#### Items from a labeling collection
* * *

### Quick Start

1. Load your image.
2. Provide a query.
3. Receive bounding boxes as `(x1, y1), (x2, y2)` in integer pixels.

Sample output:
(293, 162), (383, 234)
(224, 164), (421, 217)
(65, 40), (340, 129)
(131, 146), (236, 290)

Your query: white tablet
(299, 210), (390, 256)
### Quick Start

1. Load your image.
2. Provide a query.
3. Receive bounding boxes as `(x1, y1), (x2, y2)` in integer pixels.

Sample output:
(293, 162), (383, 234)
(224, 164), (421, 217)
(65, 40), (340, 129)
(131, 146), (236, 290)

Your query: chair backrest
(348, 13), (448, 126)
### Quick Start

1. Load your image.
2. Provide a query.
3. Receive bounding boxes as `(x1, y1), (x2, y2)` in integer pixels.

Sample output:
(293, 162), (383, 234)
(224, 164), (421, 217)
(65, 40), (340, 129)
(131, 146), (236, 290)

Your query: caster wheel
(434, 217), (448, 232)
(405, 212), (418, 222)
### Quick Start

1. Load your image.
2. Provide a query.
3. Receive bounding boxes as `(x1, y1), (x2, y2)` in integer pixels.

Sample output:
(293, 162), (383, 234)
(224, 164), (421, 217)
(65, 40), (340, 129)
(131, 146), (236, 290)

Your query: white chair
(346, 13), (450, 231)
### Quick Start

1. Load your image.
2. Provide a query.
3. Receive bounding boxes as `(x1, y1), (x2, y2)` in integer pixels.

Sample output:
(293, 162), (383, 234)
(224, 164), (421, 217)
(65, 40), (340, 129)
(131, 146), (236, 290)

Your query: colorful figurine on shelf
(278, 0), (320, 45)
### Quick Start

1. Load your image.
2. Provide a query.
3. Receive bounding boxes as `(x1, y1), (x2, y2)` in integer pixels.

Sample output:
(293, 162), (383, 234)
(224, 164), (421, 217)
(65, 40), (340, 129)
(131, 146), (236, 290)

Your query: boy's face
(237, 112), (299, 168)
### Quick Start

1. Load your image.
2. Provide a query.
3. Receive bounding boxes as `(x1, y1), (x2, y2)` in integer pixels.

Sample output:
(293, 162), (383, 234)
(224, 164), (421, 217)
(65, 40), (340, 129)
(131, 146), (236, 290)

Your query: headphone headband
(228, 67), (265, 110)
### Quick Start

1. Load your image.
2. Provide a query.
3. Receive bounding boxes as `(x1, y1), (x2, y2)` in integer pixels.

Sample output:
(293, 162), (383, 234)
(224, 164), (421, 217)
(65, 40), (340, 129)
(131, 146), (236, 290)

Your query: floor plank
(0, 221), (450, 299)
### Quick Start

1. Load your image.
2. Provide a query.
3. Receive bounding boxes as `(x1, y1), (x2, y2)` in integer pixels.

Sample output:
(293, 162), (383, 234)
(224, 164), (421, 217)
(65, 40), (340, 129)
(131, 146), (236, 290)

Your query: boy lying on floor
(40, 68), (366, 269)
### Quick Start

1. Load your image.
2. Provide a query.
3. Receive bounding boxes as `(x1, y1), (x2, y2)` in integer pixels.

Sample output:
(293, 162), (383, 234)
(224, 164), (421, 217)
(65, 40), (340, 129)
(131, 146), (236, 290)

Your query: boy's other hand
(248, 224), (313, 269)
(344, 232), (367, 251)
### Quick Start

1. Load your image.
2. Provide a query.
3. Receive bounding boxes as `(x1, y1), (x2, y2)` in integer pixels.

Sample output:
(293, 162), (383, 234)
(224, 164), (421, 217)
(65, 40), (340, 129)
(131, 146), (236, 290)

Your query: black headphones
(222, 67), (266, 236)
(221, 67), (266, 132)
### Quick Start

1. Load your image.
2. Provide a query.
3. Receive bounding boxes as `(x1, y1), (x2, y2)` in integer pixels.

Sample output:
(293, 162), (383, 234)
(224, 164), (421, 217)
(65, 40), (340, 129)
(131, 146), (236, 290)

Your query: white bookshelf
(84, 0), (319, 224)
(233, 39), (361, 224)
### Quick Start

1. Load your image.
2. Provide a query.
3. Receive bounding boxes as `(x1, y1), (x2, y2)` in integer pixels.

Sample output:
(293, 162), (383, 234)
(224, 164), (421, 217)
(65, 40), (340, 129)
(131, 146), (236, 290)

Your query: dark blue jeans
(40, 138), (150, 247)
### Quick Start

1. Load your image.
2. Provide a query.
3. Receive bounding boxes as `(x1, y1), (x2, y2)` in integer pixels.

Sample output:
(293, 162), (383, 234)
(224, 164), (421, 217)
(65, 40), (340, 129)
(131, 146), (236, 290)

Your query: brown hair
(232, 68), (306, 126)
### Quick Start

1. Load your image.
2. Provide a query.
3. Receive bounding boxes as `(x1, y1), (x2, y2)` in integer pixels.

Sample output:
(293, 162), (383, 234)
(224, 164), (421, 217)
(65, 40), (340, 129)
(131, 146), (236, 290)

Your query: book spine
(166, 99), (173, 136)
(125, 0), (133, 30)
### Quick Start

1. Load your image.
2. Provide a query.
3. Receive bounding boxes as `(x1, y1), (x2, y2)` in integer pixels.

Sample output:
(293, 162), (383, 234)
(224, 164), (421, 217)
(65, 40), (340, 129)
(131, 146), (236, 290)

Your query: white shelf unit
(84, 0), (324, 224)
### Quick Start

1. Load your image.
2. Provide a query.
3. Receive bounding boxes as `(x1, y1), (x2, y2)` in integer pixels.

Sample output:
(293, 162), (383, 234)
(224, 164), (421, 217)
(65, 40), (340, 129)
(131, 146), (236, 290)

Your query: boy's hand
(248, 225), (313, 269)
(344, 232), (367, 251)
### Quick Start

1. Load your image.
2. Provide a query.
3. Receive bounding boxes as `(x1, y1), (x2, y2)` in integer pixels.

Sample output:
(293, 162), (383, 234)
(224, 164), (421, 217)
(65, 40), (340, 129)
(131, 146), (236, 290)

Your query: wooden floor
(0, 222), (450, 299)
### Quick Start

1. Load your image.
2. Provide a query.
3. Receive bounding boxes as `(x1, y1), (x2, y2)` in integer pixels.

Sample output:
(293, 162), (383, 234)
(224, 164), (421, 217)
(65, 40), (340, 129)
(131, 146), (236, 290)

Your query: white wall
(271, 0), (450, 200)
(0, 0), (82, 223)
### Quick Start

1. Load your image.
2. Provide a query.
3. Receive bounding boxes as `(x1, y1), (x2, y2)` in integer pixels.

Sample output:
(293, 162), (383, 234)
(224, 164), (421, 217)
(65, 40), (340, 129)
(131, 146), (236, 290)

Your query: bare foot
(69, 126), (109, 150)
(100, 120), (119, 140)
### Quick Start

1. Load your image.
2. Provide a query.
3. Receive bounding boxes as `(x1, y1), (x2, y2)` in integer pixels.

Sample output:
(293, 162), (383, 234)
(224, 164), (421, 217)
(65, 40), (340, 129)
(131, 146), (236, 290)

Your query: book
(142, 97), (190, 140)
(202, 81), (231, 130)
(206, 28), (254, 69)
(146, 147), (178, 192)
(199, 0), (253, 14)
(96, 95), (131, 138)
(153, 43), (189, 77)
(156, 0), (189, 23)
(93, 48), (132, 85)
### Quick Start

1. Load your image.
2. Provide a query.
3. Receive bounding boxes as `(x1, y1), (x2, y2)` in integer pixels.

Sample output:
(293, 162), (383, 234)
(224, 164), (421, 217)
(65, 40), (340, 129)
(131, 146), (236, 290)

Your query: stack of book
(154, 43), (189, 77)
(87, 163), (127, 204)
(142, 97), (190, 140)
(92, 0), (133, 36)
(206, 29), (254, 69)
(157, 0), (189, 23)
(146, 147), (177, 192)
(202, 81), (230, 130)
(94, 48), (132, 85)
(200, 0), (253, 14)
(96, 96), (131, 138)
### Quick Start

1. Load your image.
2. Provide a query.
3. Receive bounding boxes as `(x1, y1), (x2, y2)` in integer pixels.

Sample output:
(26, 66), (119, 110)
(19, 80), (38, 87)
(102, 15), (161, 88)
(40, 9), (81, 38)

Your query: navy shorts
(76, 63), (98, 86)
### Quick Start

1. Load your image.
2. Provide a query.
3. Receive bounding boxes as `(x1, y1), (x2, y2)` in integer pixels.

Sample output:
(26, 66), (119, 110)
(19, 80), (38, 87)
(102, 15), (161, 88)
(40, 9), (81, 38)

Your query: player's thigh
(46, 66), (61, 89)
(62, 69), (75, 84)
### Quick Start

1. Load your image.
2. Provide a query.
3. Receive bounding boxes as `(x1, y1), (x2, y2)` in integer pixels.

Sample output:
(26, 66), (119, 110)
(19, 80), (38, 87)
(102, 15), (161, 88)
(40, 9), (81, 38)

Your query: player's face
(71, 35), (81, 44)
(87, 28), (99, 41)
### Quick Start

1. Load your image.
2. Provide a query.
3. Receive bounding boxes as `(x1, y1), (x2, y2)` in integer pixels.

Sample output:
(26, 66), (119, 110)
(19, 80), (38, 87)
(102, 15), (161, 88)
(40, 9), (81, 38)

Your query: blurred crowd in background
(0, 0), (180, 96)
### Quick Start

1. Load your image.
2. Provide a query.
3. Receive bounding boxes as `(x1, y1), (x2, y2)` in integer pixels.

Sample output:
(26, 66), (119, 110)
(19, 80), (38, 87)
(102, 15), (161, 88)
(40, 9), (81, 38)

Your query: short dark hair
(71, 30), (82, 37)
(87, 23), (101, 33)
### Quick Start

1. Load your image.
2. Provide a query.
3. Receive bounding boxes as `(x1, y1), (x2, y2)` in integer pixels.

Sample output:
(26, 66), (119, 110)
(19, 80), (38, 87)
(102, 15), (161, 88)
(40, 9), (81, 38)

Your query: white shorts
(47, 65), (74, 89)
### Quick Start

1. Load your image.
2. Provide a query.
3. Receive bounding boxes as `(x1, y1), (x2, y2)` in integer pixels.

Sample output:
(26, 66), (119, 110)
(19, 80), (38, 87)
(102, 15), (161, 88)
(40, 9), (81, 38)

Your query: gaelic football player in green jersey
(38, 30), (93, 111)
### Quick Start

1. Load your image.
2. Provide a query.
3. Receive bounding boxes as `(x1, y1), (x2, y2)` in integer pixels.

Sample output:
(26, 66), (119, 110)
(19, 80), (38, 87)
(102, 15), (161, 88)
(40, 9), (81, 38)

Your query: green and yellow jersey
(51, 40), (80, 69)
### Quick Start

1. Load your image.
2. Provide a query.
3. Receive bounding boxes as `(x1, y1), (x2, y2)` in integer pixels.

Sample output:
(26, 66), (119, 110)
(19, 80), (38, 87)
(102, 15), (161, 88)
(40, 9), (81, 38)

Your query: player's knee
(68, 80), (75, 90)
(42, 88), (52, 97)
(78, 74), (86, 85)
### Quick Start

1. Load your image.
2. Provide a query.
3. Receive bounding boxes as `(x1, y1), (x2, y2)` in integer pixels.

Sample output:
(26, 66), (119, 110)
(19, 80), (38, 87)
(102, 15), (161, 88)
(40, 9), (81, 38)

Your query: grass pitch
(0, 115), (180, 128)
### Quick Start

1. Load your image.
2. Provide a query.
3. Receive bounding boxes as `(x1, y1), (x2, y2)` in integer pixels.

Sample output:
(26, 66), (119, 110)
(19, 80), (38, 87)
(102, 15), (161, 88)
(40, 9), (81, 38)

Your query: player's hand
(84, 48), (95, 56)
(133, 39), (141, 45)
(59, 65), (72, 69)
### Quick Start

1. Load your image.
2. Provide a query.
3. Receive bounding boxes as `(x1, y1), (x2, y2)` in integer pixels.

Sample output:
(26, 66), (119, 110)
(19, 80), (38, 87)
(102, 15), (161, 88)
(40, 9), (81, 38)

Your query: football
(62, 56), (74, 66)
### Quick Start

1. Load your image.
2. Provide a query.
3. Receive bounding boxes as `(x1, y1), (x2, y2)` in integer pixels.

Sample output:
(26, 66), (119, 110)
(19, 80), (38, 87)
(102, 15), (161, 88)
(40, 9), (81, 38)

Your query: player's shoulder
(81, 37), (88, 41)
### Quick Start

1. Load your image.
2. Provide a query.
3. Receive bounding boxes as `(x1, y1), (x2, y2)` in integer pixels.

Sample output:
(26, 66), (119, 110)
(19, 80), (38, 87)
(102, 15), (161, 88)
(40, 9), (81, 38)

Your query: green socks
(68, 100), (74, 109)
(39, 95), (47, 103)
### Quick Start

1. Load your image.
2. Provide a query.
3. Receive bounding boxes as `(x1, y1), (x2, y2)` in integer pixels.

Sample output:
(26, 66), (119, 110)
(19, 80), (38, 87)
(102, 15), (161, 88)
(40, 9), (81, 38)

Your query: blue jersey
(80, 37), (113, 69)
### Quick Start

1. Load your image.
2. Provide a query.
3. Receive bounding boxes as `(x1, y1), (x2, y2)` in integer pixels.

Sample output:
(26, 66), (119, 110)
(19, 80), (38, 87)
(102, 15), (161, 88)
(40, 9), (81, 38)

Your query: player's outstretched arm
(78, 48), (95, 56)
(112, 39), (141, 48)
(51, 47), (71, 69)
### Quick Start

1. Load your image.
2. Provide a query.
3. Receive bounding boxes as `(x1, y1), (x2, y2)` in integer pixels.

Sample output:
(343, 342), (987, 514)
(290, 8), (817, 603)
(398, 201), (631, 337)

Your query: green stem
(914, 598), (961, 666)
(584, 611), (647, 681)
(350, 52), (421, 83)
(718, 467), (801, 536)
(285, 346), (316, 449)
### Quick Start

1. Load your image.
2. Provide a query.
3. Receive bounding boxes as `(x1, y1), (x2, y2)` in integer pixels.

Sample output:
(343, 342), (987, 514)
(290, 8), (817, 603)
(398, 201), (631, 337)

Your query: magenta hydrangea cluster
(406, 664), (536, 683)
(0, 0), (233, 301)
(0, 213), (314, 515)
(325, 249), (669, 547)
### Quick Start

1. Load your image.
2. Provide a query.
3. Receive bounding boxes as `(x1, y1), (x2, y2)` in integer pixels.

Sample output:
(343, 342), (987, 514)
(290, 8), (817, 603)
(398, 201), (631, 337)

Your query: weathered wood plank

* * *

Locate every line above that contains the word "face", and copy each such line in full.

Your query: boy's face
Your query: player's face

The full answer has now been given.